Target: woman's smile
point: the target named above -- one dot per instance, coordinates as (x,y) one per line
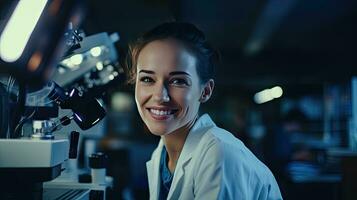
(168,88)
(162,114)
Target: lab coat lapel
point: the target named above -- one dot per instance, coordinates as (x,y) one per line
(193,138)
(153,171)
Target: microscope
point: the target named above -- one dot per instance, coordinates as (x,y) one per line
(55,67)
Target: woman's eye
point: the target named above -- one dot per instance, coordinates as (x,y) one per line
(146,80)
(178,81)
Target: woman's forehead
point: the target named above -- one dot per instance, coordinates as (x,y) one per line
(166,55)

• • • •

**Instruction**
Turn all the data above into a Markdown table with two columns, Row and Text, putting each line in its own row and numbering the rows in order, with blank lines left out. Leave the pictures out of the table.

**Written reply**
| Row | Text |
|---|---|
| 1 | Target: woman's smile |
| 2 | point: the target named above -- one dot per instance, coordinates as (x,y) one per line |
| 3 | (168,88) |
| 4 | (162,114) |
| 5 | Target: lab coat lapel |
| 6 | point: the target named above -- one dot per instance, coordinates as (x,y) one per line |
| 7 | (193,138) |
| 8 | (153,171) |
| 9 | Target: microscope |
| 10 | point: the target named above -- one dot per instance, coordinates as (x,y) one per line |
| 11 | (55,67) |
| 12 | Target: woman's eye |
| 13 | point: the target named above -- one dot per instance, coordinates as (x,y) one per line |
| 14 | (146,80) |
| 15 | (178,81) |
| 16 | Target: woman's forehead |
| 17 | point: the target named above -- one dot per instance, coordinates as (x,y) one per line |
| 18 | (166,55) |